→ **SELECTION**:

This is the opening paragraph from an article by an important US-based Indian political scientist, Ashutosh Varshney. This article, published in the Indian Express on 27 March 2014, under the caption “Modi the Moderate” has been now followed up by another piece in the same newspaper that somewhat modifies the earlier position, this time by “Hearing the Silence”. Strange that he did not hear the silence in the first instance, even after having listened to Modi’s speeches closely (‘paying attention to his rhetoric and imagery’). Not that he did not ‘hear the silence’ then. He did, but just two weeks ago, identified the silence as being about Hindu nationalism. In the second piece, the silence is apparently about  minority rights. How did he read the silence as one thing two weeks ago and as just the opposite two weeks down the line? What exactly was he reading?

Intellectuals generally take words very seriously. Words in their insularity, words in their most manifest meanings. But really, do words mean anything in and of themselves? One line of argument that derives from within the ancient Mimamsa tradition, for example, would argue that meaning lies in the way words are chosen, arranged and formed into sentences. There is something that happens in this process which Mimamsa scholars call ‘akanksha’ – or the expectation that this arrangement within a text generates in the reader of the text. The meaning that a text produces then, is a matter of a complex negotiations between the text and the reader – the bearer of akanksha. And since the reader is never one but many, the expectations that the text generates in different readers could arguably be many.

→ **ENTRIES SHOWN**:

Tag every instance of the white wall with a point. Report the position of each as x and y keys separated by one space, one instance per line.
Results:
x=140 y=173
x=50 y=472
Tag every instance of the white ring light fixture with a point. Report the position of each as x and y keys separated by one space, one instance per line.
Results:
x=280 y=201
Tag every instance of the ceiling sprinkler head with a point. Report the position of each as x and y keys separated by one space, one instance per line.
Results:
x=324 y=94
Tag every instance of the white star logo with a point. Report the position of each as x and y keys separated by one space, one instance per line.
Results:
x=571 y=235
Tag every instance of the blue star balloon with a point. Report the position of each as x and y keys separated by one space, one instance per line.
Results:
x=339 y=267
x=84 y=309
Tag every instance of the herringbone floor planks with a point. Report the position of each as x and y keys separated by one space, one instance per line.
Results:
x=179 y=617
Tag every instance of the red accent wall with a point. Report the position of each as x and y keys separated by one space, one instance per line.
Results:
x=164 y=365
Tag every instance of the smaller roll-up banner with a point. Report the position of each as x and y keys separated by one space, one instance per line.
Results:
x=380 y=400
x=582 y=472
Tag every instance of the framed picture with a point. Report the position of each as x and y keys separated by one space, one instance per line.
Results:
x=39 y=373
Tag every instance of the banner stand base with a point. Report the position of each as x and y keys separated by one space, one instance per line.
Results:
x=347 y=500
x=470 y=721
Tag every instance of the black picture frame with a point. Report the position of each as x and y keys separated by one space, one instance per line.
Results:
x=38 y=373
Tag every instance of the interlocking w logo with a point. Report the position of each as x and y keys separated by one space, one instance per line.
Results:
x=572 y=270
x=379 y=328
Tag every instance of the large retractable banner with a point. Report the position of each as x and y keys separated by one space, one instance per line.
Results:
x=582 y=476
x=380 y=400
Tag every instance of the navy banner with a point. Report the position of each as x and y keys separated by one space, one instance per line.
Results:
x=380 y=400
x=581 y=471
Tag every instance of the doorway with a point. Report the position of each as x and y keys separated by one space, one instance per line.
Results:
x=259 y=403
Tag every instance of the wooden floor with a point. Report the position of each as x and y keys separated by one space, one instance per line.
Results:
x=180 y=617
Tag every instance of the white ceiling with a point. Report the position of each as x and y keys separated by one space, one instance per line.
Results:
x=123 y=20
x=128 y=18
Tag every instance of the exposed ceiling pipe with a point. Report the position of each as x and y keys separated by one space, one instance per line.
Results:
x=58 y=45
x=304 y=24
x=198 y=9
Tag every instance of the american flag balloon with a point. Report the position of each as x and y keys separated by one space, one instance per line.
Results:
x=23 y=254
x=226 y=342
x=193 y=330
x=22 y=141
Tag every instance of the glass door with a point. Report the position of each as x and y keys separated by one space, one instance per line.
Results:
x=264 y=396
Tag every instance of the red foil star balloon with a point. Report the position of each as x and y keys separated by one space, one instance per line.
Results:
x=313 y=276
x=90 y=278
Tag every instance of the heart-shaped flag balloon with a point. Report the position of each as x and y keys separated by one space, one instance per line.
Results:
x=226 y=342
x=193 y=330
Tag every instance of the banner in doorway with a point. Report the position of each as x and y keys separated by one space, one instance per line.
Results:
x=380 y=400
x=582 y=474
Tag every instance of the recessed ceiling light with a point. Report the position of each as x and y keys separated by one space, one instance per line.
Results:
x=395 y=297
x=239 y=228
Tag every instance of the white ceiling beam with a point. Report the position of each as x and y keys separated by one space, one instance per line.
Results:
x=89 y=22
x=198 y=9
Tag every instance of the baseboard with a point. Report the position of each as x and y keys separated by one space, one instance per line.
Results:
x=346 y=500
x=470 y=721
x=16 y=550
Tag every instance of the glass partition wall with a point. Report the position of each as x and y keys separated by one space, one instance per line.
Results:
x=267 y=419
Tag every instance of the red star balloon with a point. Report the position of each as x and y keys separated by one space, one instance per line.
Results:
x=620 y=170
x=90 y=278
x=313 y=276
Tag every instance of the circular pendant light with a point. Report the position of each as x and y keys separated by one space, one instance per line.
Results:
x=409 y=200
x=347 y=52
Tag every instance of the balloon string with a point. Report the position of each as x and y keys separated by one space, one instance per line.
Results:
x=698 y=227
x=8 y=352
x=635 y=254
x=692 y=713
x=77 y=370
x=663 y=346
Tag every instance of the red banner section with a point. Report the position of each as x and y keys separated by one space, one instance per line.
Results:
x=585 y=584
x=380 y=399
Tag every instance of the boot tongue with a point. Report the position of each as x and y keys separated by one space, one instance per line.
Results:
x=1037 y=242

→ **EXERCISE REQUIREMENTS**:
**a.** In the passage on Varshney's articles, under what caption did the Indian Express publish his 27 March 2014 article?
**b.** Reproduce the part of the passage on Varshney's articles starting at "Intellectuals generally take" and ending at "arguably be many.".
**c.** Pick up the passage on Varshney's articles from its last sentence and keep writing it.

→ **ANSWERS FOR THE EXERCISE**:
**a.** “Modi the Moderate”

**b.**
Intellectuals generally take words very seriously. Words in their insularity, words in their most manifest meanings. But really, do words mean anything in and of themselves? One line of argument that derives from within the ancient Mimamsa tradition, for example, would argue that meaning lies in the way words are chosen, arranged and formed into sentences. There is something that happens in this process which Mimamsa scholars call ‘akanksha’ – or the expectation that this arrangement within a text generates in the reader of the text. The meaning that a text produces then, is a matter of a complex negotiations between the text and the reader – the bearer of akanksha. And since the reader is never one but many, the expectations that the text generates in different readers could arguably be many.

**c.**
The Mimamsa theorists were of course, concerned with the meanings of the Vedas and not really with political speech. Not certainly with modern political speech. Nonetheless, they gesture towards a far more complex understanding of meaning. Contemporary theories of reading and meaning production would direct our attention towards matters like silences in speech or a text, the unsaid, the subtext that runs through the speech or text – not to mention of course, body language and tonalities of the spoken word.

Equally importantly, one might need to assert that the text or the speech is not simply a sum of all the words and gestures at the moment of the production of the speech/text, for this text is part of a larger text that we might call the political field within which the speech in question acquires meaning. This political field is not a terra nullis – it is always already inhabited by meanings and structured in ways where meanings are generated not through individuals and what they say but through ‘networks’. An ‘individual’ here is a post through which messages pass and get partially transformed. But the individual is not the author of the message.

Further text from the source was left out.